:: RAW DATA

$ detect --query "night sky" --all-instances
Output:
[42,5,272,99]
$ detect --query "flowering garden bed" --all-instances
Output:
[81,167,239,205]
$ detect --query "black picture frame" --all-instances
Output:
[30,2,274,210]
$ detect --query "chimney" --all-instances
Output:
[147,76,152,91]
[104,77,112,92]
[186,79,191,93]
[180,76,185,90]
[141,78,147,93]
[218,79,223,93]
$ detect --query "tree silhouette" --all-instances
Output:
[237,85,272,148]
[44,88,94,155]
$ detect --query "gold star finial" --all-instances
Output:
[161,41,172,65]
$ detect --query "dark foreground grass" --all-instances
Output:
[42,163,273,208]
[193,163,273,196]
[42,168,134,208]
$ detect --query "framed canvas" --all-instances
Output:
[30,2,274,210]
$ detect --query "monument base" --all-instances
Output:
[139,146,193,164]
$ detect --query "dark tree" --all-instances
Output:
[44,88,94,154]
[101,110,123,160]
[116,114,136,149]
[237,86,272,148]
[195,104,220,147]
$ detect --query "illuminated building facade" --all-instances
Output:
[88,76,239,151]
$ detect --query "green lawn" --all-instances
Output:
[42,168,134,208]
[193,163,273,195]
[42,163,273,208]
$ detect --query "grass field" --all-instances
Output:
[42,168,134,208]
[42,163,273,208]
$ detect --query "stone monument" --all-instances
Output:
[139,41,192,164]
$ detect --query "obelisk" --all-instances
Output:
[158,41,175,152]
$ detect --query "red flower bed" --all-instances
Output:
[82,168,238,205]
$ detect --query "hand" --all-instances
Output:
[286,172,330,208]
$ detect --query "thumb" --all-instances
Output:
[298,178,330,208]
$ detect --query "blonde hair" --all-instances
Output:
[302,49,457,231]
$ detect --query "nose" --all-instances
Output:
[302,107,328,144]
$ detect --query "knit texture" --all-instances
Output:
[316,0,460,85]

::::

→ **EXERCISE AIM**
List each line of the items above that contains the word "grass", and copy every such line in full.

→ **RESULT**
$ detect --query "dark foreground grass" --all-instances
$ detect --query "grass field" --all-instances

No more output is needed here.